[What you should do] Please reproduce every one of the records below word for word, with no changes.

[Data shown]
"""

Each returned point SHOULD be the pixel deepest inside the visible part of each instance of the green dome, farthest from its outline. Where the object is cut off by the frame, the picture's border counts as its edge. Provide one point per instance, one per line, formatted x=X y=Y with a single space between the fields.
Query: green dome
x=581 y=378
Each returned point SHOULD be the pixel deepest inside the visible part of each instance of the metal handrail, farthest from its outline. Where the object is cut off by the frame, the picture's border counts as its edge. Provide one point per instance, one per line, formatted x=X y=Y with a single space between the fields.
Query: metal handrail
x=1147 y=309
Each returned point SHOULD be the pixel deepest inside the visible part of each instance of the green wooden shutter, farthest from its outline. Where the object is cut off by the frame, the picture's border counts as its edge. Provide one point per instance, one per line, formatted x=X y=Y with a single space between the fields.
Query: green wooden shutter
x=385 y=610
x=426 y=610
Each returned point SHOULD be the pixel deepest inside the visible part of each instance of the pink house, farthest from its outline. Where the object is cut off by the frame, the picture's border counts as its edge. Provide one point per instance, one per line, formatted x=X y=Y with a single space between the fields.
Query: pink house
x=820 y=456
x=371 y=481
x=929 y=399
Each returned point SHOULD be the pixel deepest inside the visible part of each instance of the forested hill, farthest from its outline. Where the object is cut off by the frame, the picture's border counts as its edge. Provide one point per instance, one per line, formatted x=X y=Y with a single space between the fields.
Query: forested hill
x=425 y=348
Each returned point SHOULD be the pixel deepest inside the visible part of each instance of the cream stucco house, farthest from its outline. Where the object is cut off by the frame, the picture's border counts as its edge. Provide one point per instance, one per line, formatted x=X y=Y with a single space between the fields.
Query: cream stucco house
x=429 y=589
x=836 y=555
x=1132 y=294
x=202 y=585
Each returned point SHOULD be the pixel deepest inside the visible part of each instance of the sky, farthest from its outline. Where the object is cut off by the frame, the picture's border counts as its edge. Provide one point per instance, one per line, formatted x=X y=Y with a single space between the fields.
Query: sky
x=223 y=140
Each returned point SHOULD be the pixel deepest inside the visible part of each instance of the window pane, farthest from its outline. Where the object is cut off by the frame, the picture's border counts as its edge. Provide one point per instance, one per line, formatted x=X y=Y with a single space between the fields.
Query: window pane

"""

[Result]
Each returned point SHOULD be the pixel deepest inside the visible part of each instance of the green dome, farthest from its outline. Where the object is cut off by the frame, the picture's border counts as its edge. Provide one point per instance, one per line, formatted x=X y=Y with a single space between the fields.
Query: green dome
x=581 y=378
Each returned point SHOULD be the pixel deepest inside the visible part of each instance of the metal handrail, farthest from its outline. Where the object is cut off by the frame, the picture's border counts as its edge. Provide one point per instance, one per line, formatted x=X y=Y with a single space between the fields.
Query: metal handrail
x=1147 y=309
Each returned point SHOULD be the pixel deepest inside the visible part of each instance of the green wooden shutter, farthest from its outline. Where the object is cut off by the frame, the picture's border counts as its edge. Provide one point per instance, one per line, formatted x=X y=Y with a single space between the fields.
Query: green wooden shutter
x=385 y=610
x=426 y=610
Each returned point SHOULD be the pixel deepest inside the visible part of each instance of the pink house, farthest from its outline. Where the object is cut off by the frame, the picture's border counts as its edge. Provide one point per instance, one per line, formatted x=X y=Y with a single space between the fields.
Query: pink house
x=820 y=456
x=371 y=481
x=929 y=399
Each returned point SHOULD be the pixel deepest inside the visible part of each instance of the forested hill, farthest from its outline. Where the object is cut off by the frame, the picture's border counts as its edge. Provide one point per instance, one per line, formatted x=X y=Y with a single space between the fields.
Query: forested hill
x=425 y=348
Each returned point SHOULD be the pixel deepest inside the visible part of each instance of the cream stucco house, farthest from its outline. Where the object is cut off by the frame, the picture's border counts as its edge. Provide one point per instance, one per line, formatted x=X y=Y with a single space between the fields.
Query: cream stucco house
x=429 y=589
x=836 y=555
x=1132 y=294
x=202 y=585
Each returned point SHOULD be the pixel deepest inside the visible part of each instance of the sky, farthest from its outline. Where the object is cut off by the frame, the picture's border counts as its edge. Provide one point per instance, one per line, formatted x=X y=Y with a single space between the fields.
Query: sky
x=223 y=140
Each returned point SHOULD be the pixel deepest inside the visible part of each instance of the window pane, farthest from its outline. Where the object is cut off by the frame, the picture's border counts as its edge. Provide one point per instance, one per line, formatted x=X y=Y with a single space between the fields.
Query: window pane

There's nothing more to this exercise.